Render each line of the items below as a Markdown table with two columns, Row and Line, numbering the rows and skipping any blank lines. Leave the pictures out of the table.

→ Provided records
━━━━━━━━━━

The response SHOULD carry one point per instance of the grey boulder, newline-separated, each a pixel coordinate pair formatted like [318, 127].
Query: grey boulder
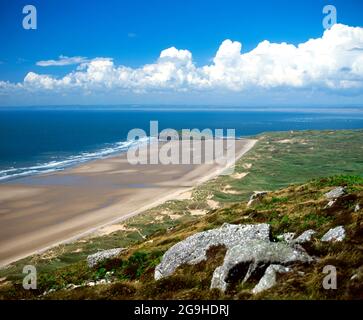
[306, 236]
[256, 254]
[193, 249]
[269, 278]
[335, 234]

━━━━━━━━━━

→ Solution
| Row | Line |
|---|---|
| 1 | The response SHOULD carry one point per instance of the grey boulder, newline-separated, each a pixel coordinate pair formatted like [318, 127]. |
| 2 | Query: grey boulder |
| 3 | [306, 236] |
| 4 | [256, 254] |
| 5 | [193, 249] |
| 6 | [269, 278] |
| 7 | [335, 234] |